• _Material_
★ ★ ★ ★ ★ ★ ★

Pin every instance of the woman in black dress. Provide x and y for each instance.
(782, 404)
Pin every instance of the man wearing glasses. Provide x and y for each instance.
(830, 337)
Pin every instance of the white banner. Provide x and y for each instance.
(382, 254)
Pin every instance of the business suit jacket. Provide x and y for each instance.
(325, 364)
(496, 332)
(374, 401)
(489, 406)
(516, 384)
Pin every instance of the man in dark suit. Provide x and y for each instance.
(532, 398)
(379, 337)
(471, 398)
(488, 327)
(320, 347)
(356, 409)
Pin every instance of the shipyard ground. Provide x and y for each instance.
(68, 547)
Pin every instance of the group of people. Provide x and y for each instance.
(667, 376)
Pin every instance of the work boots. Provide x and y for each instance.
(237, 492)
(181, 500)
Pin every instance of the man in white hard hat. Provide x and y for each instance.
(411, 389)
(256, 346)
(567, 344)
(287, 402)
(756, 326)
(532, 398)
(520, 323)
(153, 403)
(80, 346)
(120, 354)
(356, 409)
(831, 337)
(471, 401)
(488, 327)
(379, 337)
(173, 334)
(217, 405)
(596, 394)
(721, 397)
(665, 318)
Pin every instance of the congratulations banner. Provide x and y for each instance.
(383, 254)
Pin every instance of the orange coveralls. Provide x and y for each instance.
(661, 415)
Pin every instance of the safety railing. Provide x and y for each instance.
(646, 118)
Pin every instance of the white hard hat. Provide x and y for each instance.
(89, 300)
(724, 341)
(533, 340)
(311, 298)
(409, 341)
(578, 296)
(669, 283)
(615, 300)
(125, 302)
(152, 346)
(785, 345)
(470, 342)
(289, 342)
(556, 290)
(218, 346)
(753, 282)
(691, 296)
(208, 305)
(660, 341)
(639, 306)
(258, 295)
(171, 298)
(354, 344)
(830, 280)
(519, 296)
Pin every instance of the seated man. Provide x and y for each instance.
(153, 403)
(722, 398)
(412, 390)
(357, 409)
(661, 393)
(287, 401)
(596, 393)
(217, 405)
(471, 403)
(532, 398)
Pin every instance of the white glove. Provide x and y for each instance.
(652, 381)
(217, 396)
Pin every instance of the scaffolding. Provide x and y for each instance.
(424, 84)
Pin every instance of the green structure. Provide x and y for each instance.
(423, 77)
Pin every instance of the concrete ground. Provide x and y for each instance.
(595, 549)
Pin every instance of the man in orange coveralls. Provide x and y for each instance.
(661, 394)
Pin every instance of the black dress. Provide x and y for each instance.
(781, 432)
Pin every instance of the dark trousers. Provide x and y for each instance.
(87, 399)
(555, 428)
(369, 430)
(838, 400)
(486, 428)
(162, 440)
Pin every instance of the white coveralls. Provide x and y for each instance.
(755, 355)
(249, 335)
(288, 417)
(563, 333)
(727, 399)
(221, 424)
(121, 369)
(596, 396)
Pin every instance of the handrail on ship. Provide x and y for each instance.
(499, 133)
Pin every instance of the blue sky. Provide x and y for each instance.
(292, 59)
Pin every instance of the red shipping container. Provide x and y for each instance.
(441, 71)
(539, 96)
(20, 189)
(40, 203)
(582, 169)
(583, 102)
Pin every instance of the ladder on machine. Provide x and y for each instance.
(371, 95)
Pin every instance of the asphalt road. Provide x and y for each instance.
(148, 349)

★ ★ ★ ★ ★ ★ ★

• _What the exercise asks_
Reproduce the listing shown above in its entirety, exactly.

• _Completed exercise_
Pin every instance of the woman in black dress. Provide x and y for each instance.
(782, 404)
Pin every instance of the man wearing glasses. Provide x and y for each instance.
(830, 337)
Pin every instance of the white banner. Provide x and y for each instance.
(382, 254)
Pin every instance of the business suit jacket. Provide x and y for each instance.
(325, 364)
(496, 332)
(374, 401)
(489, 406)
(516, 384)
Pin every instance of the man in dark suit. Provide x and y for each instance.
(532, 398)
(379, 337)
(471, 398)
(488, 327)
(320, 347)
(356, 409)
Pin every instance of the shipyard ground. Provide x and y for each instance.
(68, 547)
Pin every instance of the group of people. Provide x and y for each instance.
(667, 376)
Pin every instance of the work boots. Provide x and y for each instance.
(237, 492)
(181, 500)
Pin every instance of the man in white hard hat. Provide x and y for each instance.
(411, 389)
(256, 346)
(567, 344)
(287, 402)
(756, 326)
(532, 398)
(520, 323)
(153, 403)
(80, 346)
(120, 354)
(356, 409)
(831, 337)
(471, 401)
(488, 327)
(379, 337)
(173, 334)
(217, 405)
(596, 394)
(721, 397)
(665, 318)
Pin every instance of the congratulations banner. Provide x and y for each instance.
(383, 254)
Pin every instance of the orange coveralls. Provide x and y for each instance.
(661, 415)
Pin every instance of the safety railing. Provide x and y for each instance.
(646, 118)
Pin every instance of the white hard hat. Provide x and y for each instance.
(89, 300)
(724, 341)
(533, 340)
(311, 298)
(409, 341)
(578, 296)
(669, 283)
(615, 300)
(125, 302)
(152, 346)
(785, 345)
(470, 342)
(289, 342)
(556, 290)
(218, 346)
(753, 282)
(691, 296)
(208, 305)
(660, 341)
(639, 306)
(258, 295)
(171, 298)
(354, 344)
(830, 280)
(519, 296)
Pin every instance of the seated man. Provide x and y for each instance.
(153, 403)
(722, 398)
(412, 390)
(357, 409)
(661, 393)
(287, 401)
(596, 393)
(217, 405)
(471, 403)
(532, 398)
Pin every instance of the white glove. Provide x and y for each instance.
(652, 381)
(217, 396)
Pin every instance of the scaffolding. Provide x and y for each instance.
(424, 84)
Pin every instance of the green structure. Provide x and y for each instance.
(423, 77)
Pin every instance of the concrete ground. Provide x and y for each instance.
(595, 549)
Pin every instance of the man in orange coveralls. Provide x and y for each instance.
(661, 394)
Pin every instance of the black dress. Provide x and y for each instance.
(781, 432)
Pin every instance of the dark trousers. Provide x and y for each instance.
(87, 399)
(555, 428)
(369, 430)
(838, 400)
(486, 428)
(162, 440)
Pin every instance of the white coveralls. Provide x and y for each instance.
(755, 355)
(249, 335)
(288, 417)
(563, 333)
(727, 399)
(221, 424)
(121, 369)
(596, 396)
Pin every instance of the handrail on ship. Provide x and y for each instance.
(499, 133)
Pin every instance of the blue sky. Provide x and y for each instance.
(292, 59)
Pin every instance of the red shipping container. Provide x and y for each instance.
(441, 71)
(539, 96)
(20, 189)
(40, 203)
(582, 169)
(583, 102)
Pin every instance of the ladder on machine. Provide x and y for each instance.
(371, 95)
Pin every instance of the asphalt road. Provide x and y for each instance.
(148, 349)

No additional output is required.